DATASET EXCERPTS =
++++++

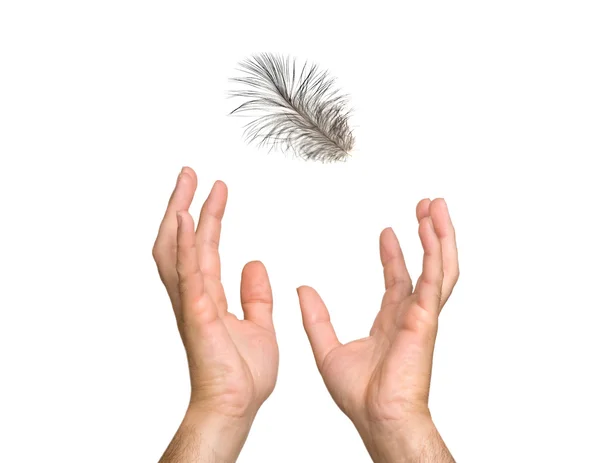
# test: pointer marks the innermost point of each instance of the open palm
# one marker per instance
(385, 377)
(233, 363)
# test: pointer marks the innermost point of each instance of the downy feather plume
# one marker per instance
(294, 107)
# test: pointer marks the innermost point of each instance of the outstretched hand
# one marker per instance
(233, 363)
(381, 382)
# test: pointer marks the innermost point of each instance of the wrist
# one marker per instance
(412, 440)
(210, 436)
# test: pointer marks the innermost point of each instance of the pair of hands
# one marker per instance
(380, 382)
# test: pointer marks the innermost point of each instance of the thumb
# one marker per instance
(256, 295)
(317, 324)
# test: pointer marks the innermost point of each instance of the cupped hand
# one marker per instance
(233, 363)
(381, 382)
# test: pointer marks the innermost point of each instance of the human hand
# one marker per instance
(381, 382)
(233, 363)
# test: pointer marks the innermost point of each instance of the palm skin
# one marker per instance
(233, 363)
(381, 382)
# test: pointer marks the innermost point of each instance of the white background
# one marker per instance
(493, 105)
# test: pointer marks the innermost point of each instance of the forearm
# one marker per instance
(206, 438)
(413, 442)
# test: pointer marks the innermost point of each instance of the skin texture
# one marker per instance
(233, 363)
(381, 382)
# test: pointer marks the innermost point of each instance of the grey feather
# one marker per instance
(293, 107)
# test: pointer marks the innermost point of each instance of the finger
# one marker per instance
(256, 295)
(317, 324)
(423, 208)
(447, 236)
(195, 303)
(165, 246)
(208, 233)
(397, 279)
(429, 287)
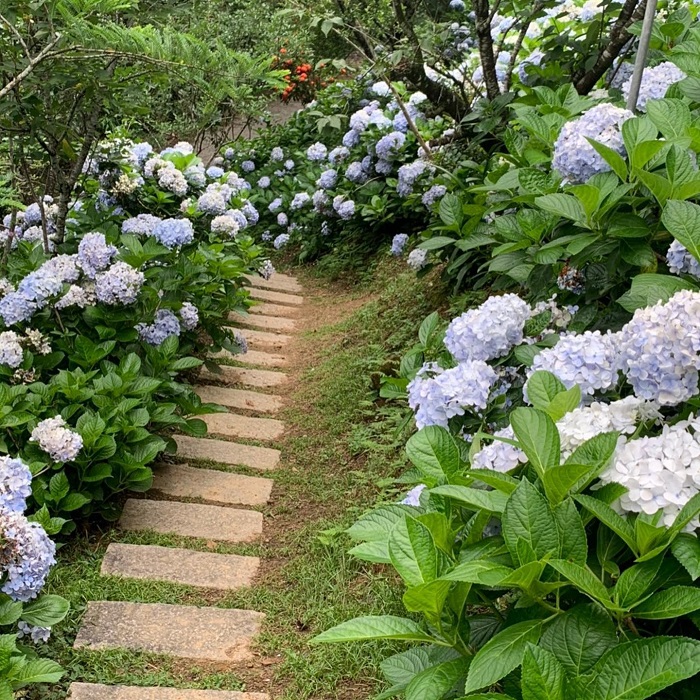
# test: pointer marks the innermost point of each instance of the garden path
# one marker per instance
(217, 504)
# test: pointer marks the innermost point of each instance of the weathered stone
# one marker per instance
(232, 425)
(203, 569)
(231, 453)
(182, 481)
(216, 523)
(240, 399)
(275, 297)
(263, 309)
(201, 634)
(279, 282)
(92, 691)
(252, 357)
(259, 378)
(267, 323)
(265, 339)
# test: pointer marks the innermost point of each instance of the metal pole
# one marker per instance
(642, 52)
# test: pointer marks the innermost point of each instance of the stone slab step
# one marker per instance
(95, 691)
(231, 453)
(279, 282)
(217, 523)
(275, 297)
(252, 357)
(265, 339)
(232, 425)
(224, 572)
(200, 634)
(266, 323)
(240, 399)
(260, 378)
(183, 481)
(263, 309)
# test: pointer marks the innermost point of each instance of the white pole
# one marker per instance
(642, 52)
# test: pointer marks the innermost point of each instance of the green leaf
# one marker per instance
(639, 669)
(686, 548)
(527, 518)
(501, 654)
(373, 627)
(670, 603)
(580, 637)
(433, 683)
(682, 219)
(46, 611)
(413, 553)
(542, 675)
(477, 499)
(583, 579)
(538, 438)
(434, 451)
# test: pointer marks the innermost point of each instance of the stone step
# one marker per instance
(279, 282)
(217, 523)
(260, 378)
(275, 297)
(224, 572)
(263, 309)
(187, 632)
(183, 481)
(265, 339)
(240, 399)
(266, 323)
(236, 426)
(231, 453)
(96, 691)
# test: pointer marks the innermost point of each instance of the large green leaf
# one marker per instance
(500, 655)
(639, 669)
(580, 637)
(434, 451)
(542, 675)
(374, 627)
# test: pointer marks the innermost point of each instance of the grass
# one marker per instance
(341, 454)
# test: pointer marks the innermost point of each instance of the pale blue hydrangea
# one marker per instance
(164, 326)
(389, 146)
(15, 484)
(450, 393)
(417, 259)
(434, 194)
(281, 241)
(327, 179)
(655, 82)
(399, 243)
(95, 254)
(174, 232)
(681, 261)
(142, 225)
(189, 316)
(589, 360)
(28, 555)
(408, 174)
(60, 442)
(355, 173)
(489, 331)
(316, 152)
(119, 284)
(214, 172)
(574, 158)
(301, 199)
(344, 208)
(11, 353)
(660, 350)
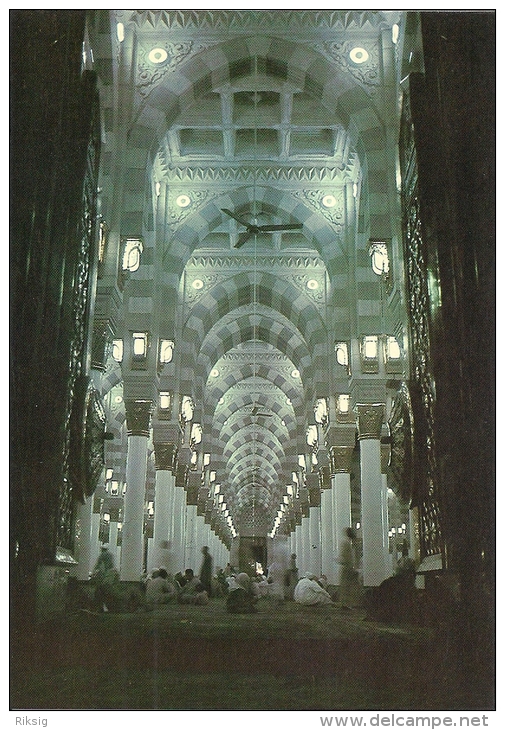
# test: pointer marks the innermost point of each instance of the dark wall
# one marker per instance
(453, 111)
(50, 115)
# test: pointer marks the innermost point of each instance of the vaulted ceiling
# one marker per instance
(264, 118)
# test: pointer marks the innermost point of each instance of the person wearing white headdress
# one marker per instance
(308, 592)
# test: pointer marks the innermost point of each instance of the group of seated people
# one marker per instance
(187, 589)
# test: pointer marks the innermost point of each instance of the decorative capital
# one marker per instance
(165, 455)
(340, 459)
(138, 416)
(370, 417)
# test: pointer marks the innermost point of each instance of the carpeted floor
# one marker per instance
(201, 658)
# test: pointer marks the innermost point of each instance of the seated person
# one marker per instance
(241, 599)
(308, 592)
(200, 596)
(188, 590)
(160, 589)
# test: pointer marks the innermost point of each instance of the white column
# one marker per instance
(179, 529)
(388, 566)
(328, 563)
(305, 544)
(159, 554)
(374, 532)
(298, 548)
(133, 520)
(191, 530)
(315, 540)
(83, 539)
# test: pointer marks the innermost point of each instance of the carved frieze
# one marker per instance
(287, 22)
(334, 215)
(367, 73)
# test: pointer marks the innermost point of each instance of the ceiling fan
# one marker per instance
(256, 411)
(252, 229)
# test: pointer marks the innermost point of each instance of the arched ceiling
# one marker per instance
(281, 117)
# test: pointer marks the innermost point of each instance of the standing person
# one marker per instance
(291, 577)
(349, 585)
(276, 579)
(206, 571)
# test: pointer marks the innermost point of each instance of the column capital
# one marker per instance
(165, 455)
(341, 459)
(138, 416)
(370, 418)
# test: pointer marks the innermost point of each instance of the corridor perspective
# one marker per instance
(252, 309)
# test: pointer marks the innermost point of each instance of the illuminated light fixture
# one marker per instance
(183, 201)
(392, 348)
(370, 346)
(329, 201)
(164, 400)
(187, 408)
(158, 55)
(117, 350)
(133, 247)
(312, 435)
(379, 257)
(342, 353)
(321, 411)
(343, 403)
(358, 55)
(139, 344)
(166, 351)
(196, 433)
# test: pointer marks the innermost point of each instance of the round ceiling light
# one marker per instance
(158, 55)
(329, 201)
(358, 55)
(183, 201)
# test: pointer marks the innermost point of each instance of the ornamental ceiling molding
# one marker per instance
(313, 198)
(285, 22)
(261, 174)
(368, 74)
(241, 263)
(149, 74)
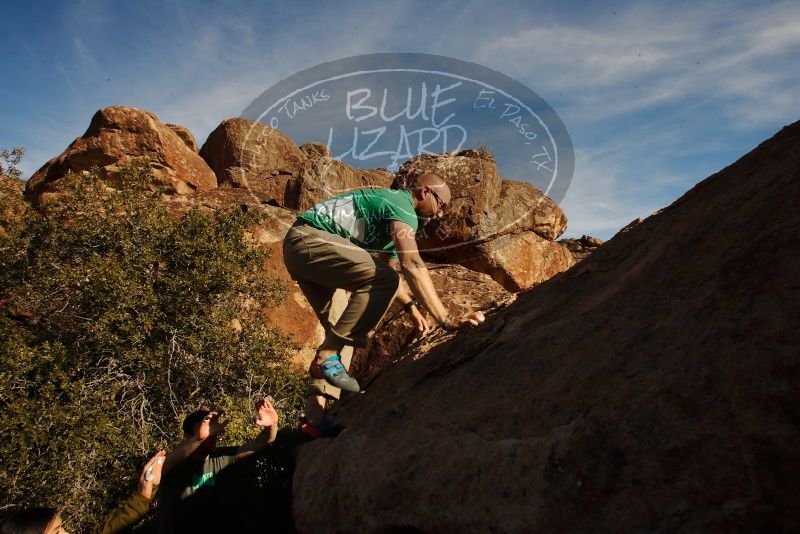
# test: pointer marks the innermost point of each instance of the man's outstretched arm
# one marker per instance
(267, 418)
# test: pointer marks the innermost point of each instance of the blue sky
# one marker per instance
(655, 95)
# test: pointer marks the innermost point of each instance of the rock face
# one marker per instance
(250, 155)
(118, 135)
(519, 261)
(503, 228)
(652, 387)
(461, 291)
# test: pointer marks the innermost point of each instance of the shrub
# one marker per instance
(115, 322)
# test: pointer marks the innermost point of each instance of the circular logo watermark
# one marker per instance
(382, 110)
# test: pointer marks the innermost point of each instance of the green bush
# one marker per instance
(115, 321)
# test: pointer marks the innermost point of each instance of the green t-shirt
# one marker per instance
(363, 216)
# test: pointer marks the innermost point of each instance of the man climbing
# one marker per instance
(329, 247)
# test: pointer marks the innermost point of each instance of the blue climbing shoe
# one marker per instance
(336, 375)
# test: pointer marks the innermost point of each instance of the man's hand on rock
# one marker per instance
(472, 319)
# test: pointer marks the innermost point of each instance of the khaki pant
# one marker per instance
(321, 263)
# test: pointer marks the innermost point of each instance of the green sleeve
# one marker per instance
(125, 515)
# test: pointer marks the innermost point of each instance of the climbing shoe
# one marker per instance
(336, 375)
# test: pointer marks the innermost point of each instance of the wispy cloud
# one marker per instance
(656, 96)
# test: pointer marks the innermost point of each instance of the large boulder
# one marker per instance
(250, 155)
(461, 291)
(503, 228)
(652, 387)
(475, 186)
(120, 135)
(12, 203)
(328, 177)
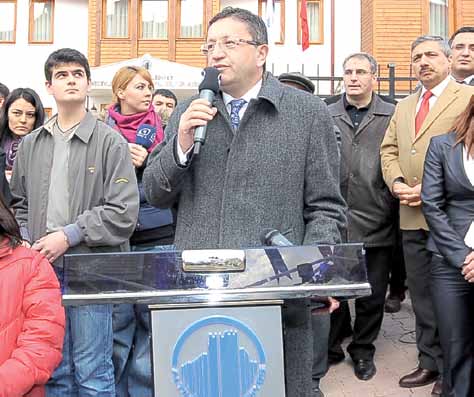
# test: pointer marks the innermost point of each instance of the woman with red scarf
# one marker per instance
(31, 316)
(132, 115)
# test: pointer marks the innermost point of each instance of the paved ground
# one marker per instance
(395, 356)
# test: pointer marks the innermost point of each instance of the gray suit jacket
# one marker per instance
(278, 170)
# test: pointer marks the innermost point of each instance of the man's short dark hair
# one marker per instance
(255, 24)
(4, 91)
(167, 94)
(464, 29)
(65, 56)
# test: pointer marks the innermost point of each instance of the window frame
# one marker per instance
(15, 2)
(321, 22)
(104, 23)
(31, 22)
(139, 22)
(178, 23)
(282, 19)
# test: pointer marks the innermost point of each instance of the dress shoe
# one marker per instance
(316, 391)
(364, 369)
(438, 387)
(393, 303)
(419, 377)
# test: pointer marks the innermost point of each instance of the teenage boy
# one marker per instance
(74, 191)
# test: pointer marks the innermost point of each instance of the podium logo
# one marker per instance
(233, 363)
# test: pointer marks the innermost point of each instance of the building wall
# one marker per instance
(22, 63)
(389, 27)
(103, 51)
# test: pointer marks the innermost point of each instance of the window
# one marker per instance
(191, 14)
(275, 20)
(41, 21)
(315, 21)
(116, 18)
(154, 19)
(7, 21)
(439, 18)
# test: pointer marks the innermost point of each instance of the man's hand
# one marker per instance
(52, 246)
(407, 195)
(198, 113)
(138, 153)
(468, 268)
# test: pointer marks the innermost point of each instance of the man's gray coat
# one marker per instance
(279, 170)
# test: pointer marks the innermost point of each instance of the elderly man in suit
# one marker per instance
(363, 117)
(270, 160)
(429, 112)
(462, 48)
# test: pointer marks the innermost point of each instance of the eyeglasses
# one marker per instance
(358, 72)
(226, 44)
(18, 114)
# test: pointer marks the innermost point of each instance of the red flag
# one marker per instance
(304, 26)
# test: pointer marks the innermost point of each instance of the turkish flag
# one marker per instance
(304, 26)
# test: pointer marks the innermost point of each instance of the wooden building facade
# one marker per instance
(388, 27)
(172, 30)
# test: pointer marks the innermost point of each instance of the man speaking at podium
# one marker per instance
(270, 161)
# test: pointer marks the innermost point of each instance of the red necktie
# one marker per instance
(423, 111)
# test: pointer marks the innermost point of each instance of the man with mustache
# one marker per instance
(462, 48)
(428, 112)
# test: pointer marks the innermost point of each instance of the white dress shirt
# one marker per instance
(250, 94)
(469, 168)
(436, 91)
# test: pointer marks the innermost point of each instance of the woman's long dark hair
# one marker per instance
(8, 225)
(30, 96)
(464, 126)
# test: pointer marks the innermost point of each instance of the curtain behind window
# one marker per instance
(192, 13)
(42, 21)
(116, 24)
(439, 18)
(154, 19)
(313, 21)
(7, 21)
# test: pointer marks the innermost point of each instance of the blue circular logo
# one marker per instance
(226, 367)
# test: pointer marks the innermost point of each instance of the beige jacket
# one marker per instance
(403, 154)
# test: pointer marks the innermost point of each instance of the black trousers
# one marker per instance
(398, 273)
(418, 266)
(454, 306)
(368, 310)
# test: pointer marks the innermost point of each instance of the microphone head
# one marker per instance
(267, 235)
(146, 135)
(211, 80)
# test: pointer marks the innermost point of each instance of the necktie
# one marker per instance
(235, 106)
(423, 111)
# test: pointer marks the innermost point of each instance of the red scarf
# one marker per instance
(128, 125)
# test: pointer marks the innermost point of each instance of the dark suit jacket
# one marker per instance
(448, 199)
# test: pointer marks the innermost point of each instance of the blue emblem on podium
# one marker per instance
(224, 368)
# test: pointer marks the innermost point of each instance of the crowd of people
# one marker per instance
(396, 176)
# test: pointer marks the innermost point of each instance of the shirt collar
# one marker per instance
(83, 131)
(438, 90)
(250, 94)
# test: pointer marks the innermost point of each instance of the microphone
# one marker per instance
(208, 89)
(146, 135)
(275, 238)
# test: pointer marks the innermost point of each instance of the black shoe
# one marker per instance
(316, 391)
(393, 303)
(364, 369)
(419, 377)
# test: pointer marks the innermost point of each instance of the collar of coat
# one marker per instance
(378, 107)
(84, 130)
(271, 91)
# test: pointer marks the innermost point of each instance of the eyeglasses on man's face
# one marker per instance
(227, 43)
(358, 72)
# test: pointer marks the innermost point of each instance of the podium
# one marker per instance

++++++

REQUIREMENT = Check each line of the records for the string "wall" and copy those that have it.

EXPECTED OUTPUT =
# test: pointer marks the innermost point of each instance of the dark wall
# test: pointer marks the innermost point of each instance of the building wall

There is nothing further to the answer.